Callahan’s use of the “Crusoe economy” provides a very approachable framework in which to explore various ideas about the economy.
After reading the book I saw “the economy” less as some abstract system and more as an outcome of the countless choices made by individuals in their everyday lives.
Peter Polson – One of my favorite annual reads is the Berkshire Hathaway annual report that Warren Buffet pens each year.
Specifically, the Chairman’s Letter posted every spring, which last year ran 27 pages long and can be found here for free.
You don’t need to own a share of Berkshire to benefit from Warren’s wisdom. And for extra credit, you can find the last two decades of letters here.
I love Warren’s letters because they remind me that great businesses are built over years of steady progress forward. Warren pays attention to profit and cash flow, and he’s a long-term holder of the businesses he buys outright and also the businesses in which he invests.
This long-term, value-generating perspective is why Berkshire’s stock has returned 1,972,595% since Warren took the helm in 1964 while the S&P 500 index has grown 12,717%.
In a given year, that’s a few percentage points of difference. But over four decades, it’s many orders of magnitude.

+ + + + + + +

:: Exercise tasks ::
1. Duplicate, word for word, the portion of the reading-recommendations passage that starts with the words "This long-term, value-generating" and ends with "orders of magnitude.".
2. Pick up the reading-recommendations passage after its last sentence and continue writing it.

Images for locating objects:
+ + + + + + +

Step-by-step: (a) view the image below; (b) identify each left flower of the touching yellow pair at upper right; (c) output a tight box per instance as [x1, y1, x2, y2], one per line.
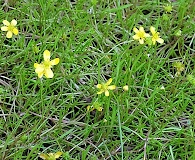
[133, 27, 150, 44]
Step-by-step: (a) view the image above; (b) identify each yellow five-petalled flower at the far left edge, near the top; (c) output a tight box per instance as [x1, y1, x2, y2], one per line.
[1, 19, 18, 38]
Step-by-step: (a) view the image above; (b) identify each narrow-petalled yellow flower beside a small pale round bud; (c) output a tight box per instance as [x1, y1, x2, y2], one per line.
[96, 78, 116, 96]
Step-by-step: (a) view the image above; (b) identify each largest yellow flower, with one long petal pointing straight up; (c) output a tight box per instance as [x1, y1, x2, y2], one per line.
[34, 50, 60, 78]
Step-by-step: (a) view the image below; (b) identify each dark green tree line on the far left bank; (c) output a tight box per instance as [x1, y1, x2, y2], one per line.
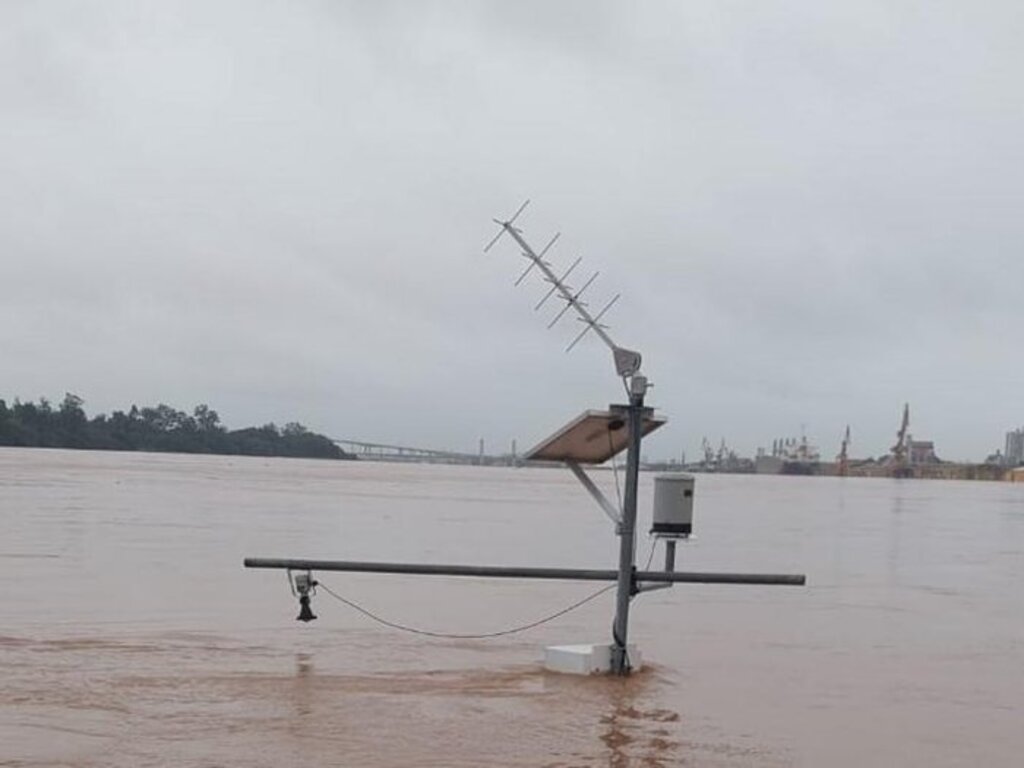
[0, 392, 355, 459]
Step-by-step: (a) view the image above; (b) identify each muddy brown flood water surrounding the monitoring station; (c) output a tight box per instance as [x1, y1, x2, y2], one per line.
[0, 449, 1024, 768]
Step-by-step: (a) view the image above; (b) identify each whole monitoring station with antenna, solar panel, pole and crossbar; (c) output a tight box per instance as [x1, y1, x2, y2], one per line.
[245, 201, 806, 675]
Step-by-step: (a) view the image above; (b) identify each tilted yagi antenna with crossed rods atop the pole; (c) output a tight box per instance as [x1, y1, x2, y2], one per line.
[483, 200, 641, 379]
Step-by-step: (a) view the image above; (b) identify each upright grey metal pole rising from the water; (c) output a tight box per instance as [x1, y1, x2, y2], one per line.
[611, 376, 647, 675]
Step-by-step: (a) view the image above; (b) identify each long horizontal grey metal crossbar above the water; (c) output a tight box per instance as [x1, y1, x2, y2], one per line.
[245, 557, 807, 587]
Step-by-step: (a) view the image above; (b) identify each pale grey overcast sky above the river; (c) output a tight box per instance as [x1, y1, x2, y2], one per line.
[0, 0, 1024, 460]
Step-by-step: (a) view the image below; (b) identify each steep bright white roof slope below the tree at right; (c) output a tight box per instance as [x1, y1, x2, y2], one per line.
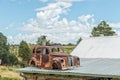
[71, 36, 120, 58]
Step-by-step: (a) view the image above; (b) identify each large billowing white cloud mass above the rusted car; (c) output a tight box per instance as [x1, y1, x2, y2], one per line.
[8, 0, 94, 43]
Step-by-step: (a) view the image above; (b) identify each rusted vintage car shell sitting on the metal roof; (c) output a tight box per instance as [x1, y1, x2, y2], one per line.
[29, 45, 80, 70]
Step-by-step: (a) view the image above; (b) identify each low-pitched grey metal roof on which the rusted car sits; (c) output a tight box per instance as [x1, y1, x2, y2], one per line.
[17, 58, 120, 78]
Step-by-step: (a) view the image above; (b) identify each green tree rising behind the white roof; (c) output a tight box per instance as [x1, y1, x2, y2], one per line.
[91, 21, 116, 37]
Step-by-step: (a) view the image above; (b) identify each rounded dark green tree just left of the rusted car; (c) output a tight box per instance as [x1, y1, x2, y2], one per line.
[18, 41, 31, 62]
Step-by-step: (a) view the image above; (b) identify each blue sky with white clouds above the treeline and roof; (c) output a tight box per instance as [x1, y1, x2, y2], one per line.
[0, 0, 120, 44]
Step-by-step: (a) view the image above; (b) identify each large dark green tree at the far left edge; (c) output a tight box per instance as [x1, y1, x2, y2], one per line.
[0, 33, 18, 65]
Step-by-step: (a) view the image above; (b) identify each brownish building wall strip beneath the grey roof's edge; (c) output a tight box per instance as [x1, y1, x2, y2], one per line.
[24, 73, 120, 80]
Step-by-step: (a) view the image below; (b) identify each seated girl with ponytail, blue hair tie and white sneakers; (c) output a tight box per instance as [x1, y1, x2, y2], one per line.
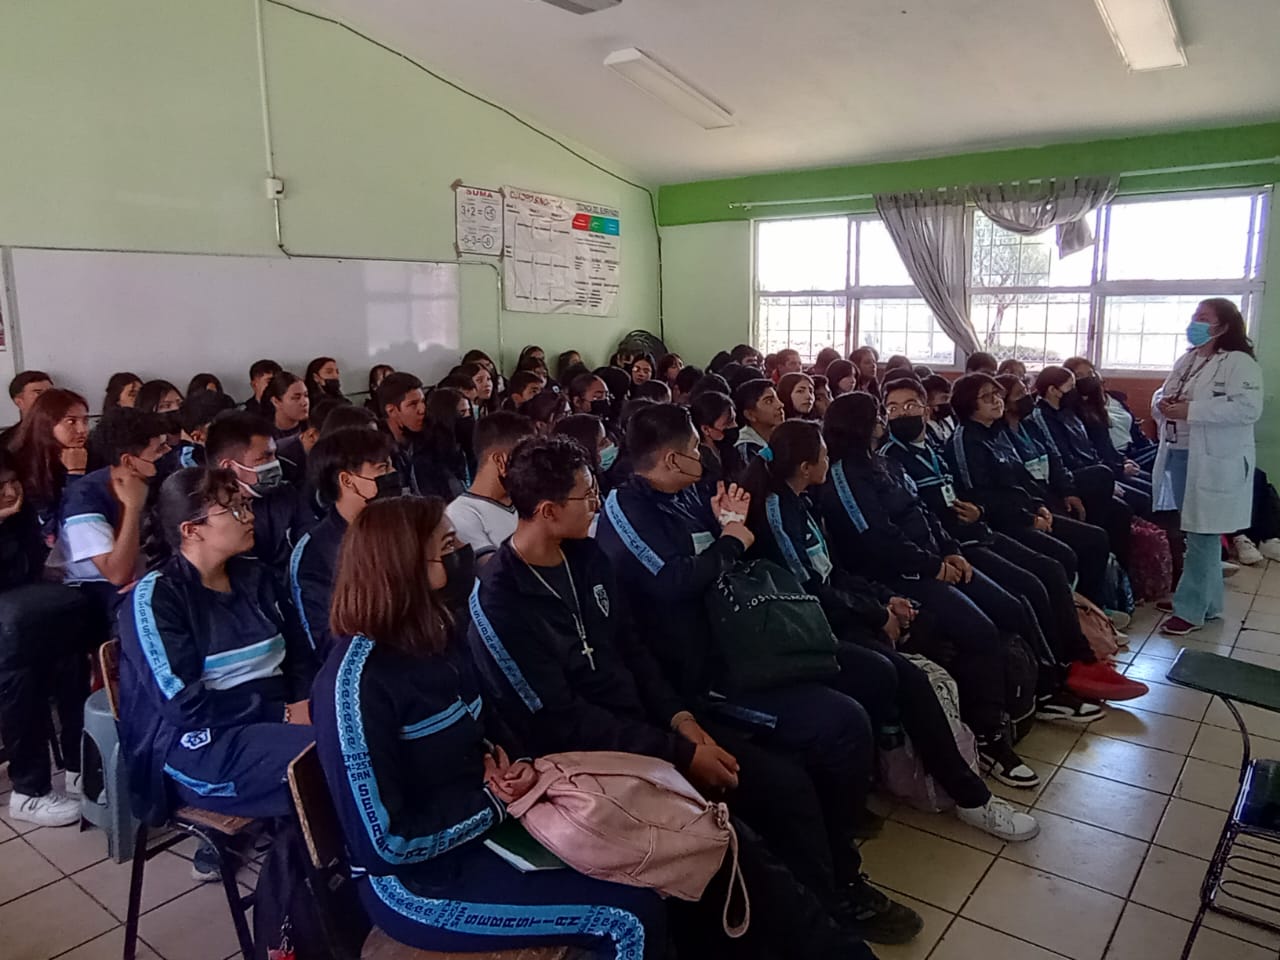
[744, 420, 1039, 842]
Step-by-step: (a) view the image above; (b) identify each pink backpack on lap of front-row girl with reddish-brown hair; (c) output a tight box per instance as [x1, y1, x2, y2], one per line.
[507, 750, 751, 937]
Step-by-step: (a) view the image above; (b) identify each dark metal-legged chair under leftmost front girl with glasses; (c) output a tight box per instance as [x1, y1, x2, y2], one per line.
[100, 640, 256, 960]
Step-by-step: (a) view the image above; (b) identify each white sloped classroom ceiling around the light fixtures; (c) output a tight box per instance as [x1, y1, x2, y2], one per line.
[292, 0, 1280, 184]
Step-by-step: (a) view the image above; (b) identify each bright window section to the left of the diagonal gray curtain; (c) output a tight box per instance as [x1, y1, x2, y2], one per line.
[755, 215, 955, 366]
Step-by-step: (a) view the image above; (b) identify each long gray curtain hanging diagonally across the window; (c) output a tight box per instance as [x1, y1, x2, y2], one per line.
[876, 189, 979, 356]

+ + + + + + +

:: Results of the tasks ::
1.
This long-term, value-generating perspective is why Berkshire’s stock has returned 1,972,595% since Warren took the helm in 1964 while the S&P 500 index has grown 12,717%.
In a given year, that’s a few percentage points of difference. But over four decades, it’s many orders of magnitude.

2.
Warren is funny. He’s an independent thinker. He reads voraciously. He trusts himself, even when he differs from the market or convention. He trusts his team and the managers he has hired into each of his companies. He delegates incredibly well.
While his companies employ 367,000 employees, he has a microscopic team of 25 at his headquarters. He is running one of the world’s largest conglomerates out of an office team about the size of your local real estate agency down the road. That is a staggering level of efficiency at the top of this immense business.
Read his letters, and you can’t help but benefit from Warren’s wisdom. If you’re an investor, you’ll start to think of yourself as an owner rather than a speculator. If you have a business or work for a business, you will start to think about your work in a longer time horizon, one that can generate incredible value by doing something well just a little better every day.
Tim – I’m going to cheat a little bit on this one and claim that one book that inspired my outlook on life is “Cascade Alpine Guide Volume 2 (Stevens Pass to Rainy Pass), Third Edition.”
I’m sure that seems like an odd choice until I point out that the author was legendary climber Fred Beckey.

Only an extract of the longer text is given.